• _Your objective_
Can you rewrite all the rows below so that "background" becomes "backdrop" and nothing else changes?

• _Provided material_
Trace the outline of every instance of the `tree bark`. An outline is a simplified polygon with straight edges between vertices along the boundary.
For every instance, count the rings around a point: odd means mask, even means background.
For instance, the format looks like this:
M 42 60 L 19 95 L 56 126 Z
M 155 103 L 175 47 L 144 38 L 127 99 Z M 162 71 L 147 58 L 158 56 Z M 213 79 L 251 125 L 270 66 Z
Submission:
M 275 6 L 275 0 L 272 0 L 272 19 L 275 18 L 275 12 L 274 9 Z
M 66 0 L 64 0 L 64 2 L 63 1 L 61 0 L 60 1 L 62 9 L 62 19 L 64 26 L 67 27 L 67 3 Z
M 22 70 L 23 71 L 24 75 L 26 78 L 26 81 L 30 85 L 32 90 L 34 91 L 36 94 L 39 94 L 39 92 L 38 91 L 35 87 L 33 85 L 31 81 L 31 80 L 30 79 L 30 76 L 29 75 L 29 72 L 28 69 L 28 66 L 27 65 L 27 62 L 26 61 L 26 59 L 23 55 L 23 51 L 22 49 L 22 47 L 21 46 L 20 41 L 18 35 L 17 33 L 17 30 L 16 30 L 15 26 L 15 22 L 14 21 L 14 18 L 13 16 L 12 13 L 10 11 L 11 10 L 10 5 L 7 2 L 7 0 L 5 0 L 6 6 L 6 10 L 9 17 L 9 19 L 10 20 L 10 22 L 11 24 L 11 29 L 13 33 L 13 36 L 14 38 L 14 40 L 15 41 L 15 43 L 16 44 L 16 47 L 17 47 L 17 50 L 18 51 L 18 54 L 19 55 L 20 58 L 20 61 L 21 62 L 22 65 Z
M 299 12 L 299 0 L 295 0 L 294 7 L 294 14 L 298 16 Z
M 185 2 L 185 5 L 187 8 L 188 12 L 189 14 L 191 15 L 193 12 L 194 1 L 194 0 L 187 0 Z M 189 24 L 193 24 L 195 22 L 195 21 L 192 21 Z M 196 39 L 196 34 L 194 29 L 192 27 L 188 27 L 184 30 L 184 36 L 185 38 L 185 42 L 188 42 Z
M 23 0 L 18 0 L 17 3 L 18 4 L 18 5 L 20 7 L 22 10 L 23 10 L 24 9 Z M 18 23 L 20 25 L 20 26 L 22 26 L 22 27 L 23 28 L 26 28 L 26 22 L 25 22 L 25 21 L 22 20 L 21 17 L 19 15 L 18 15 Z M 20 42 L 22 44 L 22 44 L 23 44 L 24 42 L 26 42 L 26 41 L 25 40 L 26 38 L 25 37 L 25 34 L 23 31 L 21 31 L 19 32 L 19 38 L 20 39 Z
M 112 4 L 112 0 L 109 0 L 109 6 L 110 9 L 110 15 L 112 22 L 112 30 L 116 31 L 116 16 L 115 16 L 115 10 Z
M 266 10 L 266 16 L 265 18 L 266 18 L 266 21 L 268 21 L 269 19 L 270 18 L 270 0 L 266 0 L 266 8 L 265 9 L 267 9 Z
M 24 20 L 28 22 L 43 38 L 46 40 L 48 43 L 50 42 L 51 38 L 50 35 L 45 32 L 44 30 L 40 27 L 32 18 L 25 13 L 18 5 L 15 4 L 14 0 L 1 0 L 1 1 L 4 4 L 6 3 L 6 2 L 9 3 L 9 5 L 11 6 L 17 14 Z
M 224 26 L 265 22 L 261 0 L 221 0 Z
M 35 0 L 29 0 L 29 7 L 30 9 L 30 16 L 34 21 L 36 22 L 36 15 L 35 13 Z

• _Correct result_
Trace the outline of every instance of the `tree bark`. An outline is a simplified polygon with straight edges between vertices along the boundary.
For every instance, count the rings around a point: odd means mask, even means backdrop.
For instance, the format looks like this:
M 42 60 L 19 95 L 56 126 Z
M 155 103 L 175 47 L 144 38 L 127 99 Z M 162 71 L 147 58 L 158 56 Z M 213 79 L 251 125 L 270 66 Z
Submission:
M 275 6 L 275 0 L 272 0 L 272 19 L 275 18 L 275 12 L 274 9 Z
M 66 0 L 64 0 L 64 2 L 63 1 L 61 0 L 60 1 L 62 9 L 62 19 L 64 26 L 67 27 L 67 3 Z
M 22 70 L 23 71 L 24 75 L 26 78 L 26 81 L 30 85 L 32 90 L 34 91 L 36 94 L 39 94 L 39 92 L 38 91 L 35 87 L 33 85 L 31 81 L 31 80 L 30 79 L 30 76 L 29 75 L 29 72 L 28 69 L 28 66 L 27 65 L 27 62 L 26 61 L 26 59 L 23 55 L 23 51 L 22 49 L 22 47 L 21 46 L 20 41 L 18 35 L 17 33 L 17 30 L 16 30 L 15 26 L 15 22 L 14 21 L 14 18 L 13 16 L 12 13 L 10 11 L 11 10 L 10 5 L 7 2 L 7 0 L 5 0 L 6 6 L 6 10 L 9 17 L 9 19 L 10 20 L 10 22 L 11 24 L 11 29 L 13 33 L 13 36 L 14 38 L 14 40 L 15 41 L 15 43 L 16 44 L 16 47 L 17 47 L 17 50 L 18 51 L 18 54 L 19 55 L 20 58 L 20 61 L 21 62 L 22 65 Z
M 299 12 L 299 0 L 295 0 L 294 7 L 294 14 L 298 16 Z
M 185 2 L 185 5 L 187 8 L 188 12 L 189 14 L 191 15 L 193 12 L 194 1 L 194 0 L 187 0 Z M 189 24 L 193 24 L 195 22 L 195 21 L 192 21 Z M 196 39 L 196 34 L 194 29 L 192 27 L 188 27 L 184 30 L 184 36 L 185 38 L 185 42 L 188 42 Z
M 23 0 L 18 0 L 17 3 L 18 4 L 18 5 L 20 7 L 22 10 L 23 10 L 24 9 Z M 18 23 L 20 25 L 20 26 L 22 26 L 22 27 L 23 28 L 26 28 L 26 22 L 25 22 L 25 21 L 22 20 L 21 17 L 19 15 L 18 15 Z M 20 42 L 22 44 L 22 44 L 23 44 L 24 42 L 26 42 L 26 41 L 25 40 L 26 38 L 25 37 L 25 34 L 23 31 L 21 31 L 19 32 L 19 38 L 20 39 Z
M 112 4 L 112 0 L 109 0 L 109 6 L 110 9 L 110 15 L 112 22 L 112 30 L 116 31 L 116 16 L 115 16 L 115 10 Z
M 266 10 L 266 16 L 265 18 L 266 18 L 266 21 L 268 21 L 269 19 L 270 18 L 270 0 L 266 0 L 266 8 L 265 9 L 267 9 Z
M 24 20 L 28 22 L 43 38 L 46 40 L 48 43 L 50 42 L 51 38 L 50 35 L 45 32 L 44 30 L 40 27 L 32 18 L 25 13 L 18 5 L 15 4 L 14 0 L 1 0 L 1 1 L 4 4 L 6 3 L 6 2 L 9 3 L 9 5 L 11 6 L 17 14 Z
M 224 26 L 265 22 L 261 0 L 221 0 Z
M 35 0 L 29 0 L 29 7 L 30 9 L 30 16 L 34 21 L 36 22 L 36 15 L 35 13 Z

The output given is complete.